╭──

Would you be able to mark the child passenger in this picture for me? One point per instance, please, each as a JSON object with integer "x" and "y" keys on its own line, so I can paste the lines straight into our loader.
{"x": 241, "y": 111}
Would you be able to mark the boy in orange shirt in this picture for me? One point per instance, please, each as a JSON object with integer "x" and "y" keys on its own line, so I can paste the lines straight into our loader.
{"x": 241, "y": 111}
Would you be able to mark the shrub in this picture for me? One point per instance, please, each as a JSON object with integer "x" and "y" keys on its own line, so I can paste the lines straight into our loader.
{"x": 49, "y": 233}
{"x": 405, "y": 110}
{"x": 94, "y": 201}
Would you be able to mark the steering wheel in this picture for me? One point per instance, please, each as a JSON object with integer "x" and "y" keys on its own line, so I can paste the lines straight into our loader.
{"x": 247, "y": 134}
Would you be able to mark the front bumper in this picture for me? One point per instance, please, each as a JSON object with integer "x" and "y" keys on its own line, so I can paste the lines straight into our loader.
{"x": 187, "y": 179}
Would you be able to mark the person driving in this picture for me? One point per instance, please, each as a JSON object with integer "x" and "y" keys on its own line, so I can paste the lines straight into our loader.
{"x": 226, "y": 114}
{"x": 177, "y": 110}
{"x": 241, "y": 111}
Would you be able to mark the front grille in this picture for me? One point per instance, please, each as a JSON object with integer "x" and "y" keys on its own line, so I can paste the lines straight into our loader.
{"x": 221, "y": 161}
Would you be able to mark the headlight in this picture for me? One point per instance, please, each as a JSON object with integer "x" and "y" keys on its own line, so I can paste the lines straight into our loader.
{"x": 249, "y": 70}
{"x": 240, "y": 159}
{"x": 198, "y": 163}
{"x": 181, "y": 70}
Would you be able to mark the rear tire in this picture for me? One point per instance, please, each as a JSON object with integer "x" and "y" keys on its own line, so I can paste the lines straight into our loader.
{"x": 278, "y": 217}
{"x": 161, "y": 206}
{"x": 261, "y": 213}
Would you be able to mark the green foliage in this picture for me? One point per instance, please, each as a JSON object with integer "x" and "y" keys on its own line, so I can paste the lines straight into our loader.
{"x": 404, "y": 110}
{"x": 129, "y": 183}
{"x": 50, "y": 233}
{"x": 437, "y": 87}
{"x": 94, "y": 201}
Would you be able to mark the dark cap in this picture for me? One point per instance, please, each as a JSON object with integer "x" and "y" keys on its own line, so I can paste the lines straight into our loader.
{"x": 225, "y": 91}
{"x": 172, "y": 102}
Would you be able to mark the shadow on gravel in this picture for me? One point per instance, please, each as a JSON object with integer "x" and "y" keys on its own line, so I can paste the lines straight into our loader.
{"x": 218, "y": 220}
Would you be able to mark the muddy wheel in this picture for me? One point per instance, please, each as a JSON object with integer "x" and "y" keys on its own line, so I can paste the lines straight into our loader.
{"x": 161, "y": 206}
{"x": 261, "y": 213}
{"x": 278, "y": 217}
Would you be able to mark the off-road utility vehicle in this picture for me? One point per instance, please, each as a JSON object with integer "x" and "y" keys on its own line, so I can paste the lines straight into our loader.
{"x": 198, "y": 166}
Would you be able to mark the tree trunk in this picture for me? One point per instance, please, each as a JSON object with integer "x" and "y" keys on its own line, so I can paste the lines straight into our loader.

╰──

▸ **Instructions to follow**
The answer must be an exact copy of every record above.

▸ **Result of this task**
Would you be able to mark the child passenger in this picture for me? One point per instance, please, each as a JSON object with integer "x" and "y" keys on its own line, so I can paste the lines straight into our loader.
{"x": 241, "y": 111}
Would you be able to mark the boy in orange shirt in this picture for me? One point per instance, please, each as a JSON object with integer "x" and "y" keys on its own line, so I can paste the lines straight into our loader.
{"x": 241, "y": 111}
Would you be able to mark the shrub in this picture for me? One point per instance, please, each as a JSON object with integer "x" and "y" keys on its own line, so I can paste the lines straight into our loader.
{"x": 49, "y": 233}
{"x": 405, "y": 110}
{"x": 94, "y": 201}
Would you be able to mark the steering wheel in this picture for me? One point per instance, please, each as a JSON object with integer "x" and "y" keys on its own line, so I can paste the lines straight into our loader.
{"x": 247, "y": 134}
Would you be able to mark the front bumper in this picture for me? One point per instance, please, each as a JSON object with integer "x" and "y" keys on its own line, so I can paste the lines straight into our loader.
{"x": 187, "y": 179}
Would you be able to mark the person driving in this picture for me? One point per instance, please, each as a JSON object with integer "x" and "y" keys on its own line, so I can paste the lines straight into our loader.
{"x": 226, "y": 114}
{"x": 177, "y": 110}
{"x": 241, "y": 111}
Would you be able to mark the front grille in this picture for me? One point per instance, please, each as a JSON object with integer "x" and "y" keys on its own line, so I can paste the lines straight into our loader.
{"x": 221, "y": 161}
Would you be able to mark the headlight in this picture for me? One point per instance, please, each as a JSON object with integer "x" and "y" keys on its own line, so I can paste the lines straight into our loader.
{"x": 249, "y": 70}
{"x": 240, "y": 159}
{"x": 198, "y": 163}
{"x": 181, "y": 70}
Would you be able to mark the rear tire in this picture for me? One point per instance, please, each as a JSON object with integer "x" and "y" keys on its own line, so I can paste the lines straight into our loader.
{"x": 278, "y": 217}
{"x": 161, "y": 206}
{"x": 261, "y": 213}
Would you be able to mark the green foliage in this picture for me? One point per instance, please, each as a JSON object with integer "x" and "y" keys on its own line, so I can paste the lines straight into our loader.
{"x": 404, "y": 110}
{"x": 129, "y": 183}
{"x": 50, "y": 233}
{"x": 437, "y": 87}
{"x": 94, "y": 201}
Would you be able to mark the dark cap in this picture for me? One point per instance, please, each as a JSON object with integer "x" and "y" keys on its own line, so I can paste the lines straight into our loader.
{"x": 225, "y": 91}
{"x": 172, "y": 102}
Would you be able to mark the shadow on gravel in this picture for me? One point per instance, please, each as a JSON object with integer "x" and "y" keys on its own line, so I can paste the lines straight into our loader.
{"x": 218, "y": 220}
Would you be able to mark the muddy wheel in this picture for me? One point per instance, please, each as a JSON object with integer "x" and "y" keys on its own line, so I can paste the lines straight into our loader.
{"x": 161, "y": 206}
{"x": 261, "y": 213}
{"x": 278, "y": 217}
Would you be able to mark the off-road utility vehicle in this picture for me? One point per instance, please, each as a JSON object with integer "x" and "y" keys on its own line, so I can paste the lines straight into our loader.
{"x": 198, "y": 166}
Would you be able to mark the tree trunk in this picture for me? One point per instance, please, each as a JSON object with integer "x" and "y" keys on its own line, so I can paste the lines straight into our loader.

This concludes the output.